Posted on August 19th, 2022
I have been tweeting a lot about the endless cancellations/shelving/write-offs/whatever going on over at Discovery/WB. Until yesterday, I was mostly thinking of it purely as just a fan or at most, a long-time, amateur, industry observer/occasional podcast talking-head. Sure, by happenstance, I am very lucky and happy to have made a few friends in animation and localization, but generally, it all felt like a disaster in the distance, as previous entertainment industry management failures have for me.
Then Discovery started shelving if not fully memory-holing a bunch of shows that weren’t as far from me as I thought, at least once I thought about it. Victor & Valentino had development and storyboard work from my great friend and Storyboard Pro code collaborator Corey Barnes. Infinity Train had storyboard work from Marie Lum, who once kindly said the Storyboard Pro scripts that Corey & I built were worthy of a Winsor McCay Animation Lifetime Achievement award: a level of praise I never expected for any code I’d write.

— To do —
a. In the post, copy everything from "Then Discovery started" down to "code I’d write.", swapping "Storyboard Pro" out for "storyboarding".
b. According to the post, who did storyboard work on Infinity Train?

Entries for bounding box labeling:
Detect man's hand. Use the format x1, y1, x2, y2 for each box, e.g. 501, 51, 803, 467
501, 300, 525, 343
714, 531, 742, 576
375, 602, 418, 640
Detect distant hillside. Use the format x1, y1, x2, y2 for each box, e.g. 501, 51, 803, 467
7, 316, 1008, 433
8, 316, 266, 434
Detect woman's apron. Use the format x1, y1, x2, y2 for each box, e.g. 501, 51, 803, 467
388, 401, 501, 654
--
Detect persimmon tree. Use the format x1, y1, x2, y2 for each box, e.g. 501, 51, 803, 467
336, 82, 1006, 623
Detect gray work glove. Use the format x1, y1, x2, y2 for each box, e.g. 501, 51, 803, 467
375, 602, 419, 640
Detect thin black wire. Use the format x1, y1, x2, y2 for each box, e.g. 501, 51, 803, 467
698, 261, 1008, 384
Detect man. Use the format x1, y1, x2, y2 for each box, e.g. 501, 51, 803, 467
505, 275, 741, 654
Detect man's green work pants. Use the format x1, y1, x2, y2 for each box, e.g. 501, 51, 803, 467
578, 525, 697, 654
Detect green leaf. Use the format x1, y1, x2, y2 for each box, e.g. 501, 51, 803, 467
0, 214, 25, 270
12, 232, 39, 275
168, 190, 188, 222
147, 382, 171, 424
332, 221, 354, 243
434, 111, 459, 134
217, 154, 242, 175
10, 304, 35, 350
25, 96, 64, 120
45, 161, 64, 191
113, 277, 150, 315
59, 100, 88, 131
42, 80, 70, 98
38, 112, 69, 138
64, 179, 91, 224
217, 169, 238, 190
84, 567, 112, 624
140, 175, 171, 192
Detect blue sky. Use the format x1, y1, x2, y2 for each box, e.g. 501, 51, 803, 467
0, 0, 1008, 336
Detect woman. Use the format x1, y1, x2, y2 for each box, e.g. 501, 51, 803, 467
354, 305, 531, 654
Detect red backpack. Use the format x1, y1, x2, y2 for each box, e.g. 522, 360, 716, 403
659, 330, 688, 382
* * *
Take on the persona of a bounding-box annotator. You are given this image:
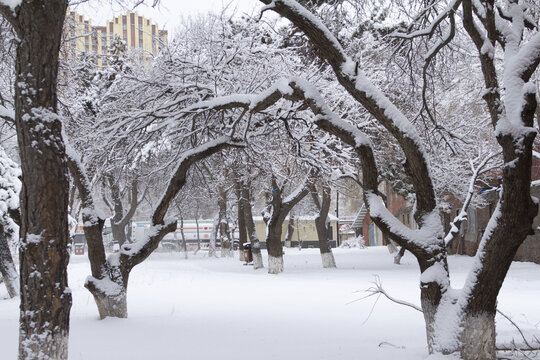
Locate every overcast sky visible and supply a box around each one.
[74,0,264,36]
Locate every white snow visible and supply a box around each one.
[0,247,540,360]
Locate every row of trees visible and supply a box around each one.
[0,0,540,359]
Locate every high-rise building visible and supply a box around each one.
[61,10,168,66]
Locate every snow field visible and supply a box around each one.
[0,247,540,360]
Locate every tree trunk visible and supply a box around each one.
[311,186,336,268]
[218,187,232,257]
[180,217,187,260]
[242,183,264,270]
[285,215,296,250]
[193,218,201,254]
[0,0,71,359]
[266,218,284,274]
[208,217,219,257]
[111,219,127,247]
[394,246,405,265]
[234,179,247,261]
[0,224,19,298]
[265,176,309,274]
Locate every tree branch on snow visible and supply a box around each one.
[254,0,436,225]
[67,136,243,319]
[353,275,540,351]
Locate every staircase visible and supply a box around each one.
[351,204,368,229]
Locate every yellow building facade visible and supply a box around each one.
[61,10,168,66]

— Answers for the tasks —
a.
Then Discovery started shelving if not fully memory-holing a bunch of shows that weren’t as far from me as I thought, at least once I thought about it. Victor & Valentino had development and storyboard work from my great friend and storyboarding code collaborator Corey Barnes. Infinity Train had storyboard work from Marie Lum, who once kindly said the storyboarding scripts that Corey & I built were worthy of a Winsor McCay Animation Lifetime Achievement award: a level of praise I never expected for any code I’d write.

b. Marie Lum